▸ INSTRUCTION
Render the entries below as a Markdown table with the columns "Row" and "Line," starting at the line that contains "Practice. Put a dot on the dirt" and ending at the last line of the entries. Omit blank lines.

(Dataset entries on object locations)
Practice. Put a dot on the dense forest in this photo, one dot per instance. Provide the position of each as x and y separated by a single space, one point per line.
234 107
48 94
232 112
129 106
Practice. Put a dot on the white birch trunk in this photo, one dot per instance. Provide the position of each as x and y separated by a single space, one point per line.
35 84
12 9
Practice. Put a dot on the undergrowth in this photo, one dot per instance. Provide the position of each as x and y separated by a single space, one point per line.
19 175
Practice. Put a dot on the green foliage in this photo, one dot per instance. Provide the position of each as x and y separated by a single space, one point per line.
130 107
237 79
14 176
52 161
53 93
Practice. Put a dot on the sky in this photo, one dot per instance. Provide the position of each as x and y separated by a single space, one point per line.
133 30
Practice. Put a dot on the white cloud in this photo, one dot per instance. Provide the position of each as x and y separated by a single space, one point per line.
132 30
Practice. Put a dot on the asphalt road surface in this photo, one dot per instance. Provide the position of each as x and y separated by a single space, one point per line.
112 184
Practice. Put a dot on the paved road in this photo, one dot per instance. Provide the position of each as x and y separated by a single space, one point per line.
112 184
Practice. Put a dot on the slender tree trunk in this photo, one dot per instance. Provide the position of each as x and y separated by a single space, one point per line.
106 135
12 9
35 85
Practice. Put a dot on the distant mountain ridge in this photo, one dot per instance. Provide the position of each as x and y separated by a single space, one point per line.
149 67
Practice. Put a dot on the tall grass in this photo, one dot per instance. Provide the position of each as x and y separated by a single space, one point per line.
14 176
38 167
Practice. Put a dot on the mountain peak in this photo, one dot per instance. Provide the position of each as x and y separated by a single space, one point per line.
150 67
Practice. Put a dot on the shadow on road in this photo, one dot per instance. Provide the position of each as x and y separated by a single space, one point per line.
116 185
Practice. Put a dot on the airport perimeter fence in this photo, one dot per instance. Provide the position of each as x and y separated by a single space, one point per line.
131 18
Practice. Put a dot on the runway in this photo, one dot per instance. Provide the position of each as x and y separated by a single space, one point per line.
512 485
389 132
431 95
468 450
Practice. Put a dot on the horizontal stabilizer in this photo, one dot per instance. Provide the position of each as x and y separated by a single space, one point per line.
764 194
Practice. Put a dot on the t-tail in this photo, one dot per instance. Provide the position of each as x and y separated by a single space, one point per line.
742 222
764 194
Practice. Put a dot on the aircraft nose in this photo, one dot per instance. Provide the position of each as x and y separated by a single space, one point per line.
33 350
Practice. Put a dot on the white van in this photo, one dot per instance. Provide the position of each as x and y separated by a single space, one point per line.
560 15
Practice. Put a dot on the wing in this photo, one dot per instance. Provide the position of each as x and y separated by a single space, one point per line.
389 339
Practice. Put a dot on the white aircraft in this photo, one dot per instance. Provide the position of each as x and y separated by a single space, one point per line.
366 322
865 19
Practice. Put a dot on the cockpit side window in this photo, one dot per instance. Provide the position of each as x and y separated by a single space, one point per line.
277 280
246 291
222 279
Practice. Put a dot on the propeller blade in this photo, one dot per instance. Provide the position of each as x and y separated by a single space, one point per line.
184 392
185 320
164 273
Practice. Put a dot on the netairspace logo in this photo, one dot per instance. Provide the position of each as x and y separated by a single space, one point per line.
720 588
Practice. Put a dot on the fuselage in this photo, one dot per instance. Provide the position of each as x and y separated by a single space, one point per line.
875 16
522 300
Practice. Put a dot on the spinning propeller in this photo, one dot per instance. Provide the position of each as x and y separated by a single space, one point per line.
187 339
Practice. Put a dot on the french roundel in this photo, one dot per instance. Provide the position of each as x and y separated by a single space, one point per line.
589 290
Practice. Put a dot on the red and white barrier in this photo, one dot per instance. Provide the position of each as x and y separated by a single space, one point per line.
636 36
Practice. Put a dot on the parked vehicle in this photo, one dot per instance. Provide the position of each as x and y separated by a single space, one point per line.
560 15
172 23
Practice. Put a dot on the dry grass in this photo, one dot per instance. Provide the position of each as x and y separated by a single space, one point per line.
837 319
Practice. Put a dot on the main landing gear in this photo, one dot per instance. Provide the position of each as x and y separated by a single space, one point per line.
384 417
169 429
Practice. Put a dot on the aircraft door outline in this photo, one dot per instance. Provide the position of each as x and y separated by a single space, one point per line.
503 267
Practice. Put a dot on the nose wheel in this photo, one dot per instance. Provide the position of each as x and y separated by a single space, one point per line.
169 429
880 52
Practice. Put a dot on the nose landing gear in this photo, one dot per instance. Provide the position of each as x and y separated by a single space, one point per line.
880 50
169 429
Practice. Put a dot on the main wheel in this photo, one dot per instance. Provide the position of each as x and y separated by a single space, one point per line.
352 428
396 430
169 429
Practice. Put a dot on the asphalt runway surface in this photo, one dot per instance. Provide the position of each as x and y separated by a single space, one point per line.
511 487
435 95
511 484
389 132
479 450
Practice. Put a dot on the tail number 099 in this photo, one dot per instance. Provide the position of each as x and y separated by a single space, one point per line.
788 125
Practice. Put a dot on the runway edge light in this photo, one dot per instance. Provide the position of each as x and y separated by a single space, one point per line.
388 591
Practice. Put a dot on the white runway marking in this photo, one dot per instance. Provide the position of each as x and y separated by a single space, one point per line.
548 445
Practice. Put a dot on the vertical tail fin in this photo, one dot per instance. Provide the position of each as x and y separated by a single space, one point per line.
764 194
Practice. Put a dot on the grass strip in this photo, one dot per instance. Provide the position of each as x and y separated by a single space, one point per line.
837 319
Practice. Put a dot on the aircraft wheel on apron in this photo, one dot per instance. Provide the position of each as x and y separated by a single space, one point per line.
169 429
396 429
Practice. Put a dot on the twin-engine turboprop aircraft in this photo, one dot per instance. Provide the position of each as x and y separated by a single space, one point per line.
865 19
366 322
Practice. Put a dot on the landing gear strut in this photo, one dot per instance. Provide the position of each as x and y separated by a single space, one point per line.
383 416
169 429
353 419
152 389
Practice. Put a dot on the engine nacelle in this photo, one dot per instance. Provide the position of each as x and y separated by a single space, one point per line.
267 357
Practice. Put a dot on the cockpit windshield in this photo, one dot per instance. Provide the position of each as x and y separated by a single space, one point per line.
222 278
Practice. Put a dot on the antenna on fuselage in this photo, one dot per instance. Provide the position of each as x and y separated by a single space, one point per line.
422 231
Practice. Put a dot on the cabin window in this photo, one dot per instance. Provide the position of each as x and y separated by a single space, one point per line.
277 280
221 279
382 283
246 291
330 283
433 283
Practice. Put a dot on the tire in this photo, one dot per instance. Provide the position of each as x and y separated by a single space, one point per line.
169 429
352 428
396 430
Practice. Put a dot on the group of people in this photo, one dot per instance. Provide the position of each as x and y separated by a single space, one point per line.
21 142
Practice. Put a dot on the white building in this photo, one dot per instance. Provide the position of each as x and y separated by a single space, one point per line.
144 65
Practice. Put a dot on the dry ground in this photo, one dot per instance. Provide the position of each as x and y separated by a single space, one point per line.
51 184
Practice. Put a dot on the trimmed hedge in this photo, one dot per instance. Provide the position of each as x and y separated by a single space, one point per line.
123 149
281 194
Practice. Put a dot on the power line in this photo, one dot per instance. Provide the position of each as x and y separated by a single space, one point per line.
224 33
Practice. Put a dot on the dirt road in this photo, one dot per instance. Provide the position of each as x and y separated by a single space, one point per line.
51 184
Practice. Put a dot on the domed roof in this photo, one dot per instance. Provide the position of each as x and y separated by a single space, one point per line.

▸ RESULT OF THE TASK
| Row | Line |
|---|---|
| 1 | Practice. Put a dot on the dirt road in this photo, one dot per instance. Provide the position of each as x and y separated by a single space, one point per line. |
| 2 | 51 184 |
| 3 | Practice. Put a dot on the domed roof in this photo, one dot per instance. Provide the position of each as x and y separated by a single space, one point per line. |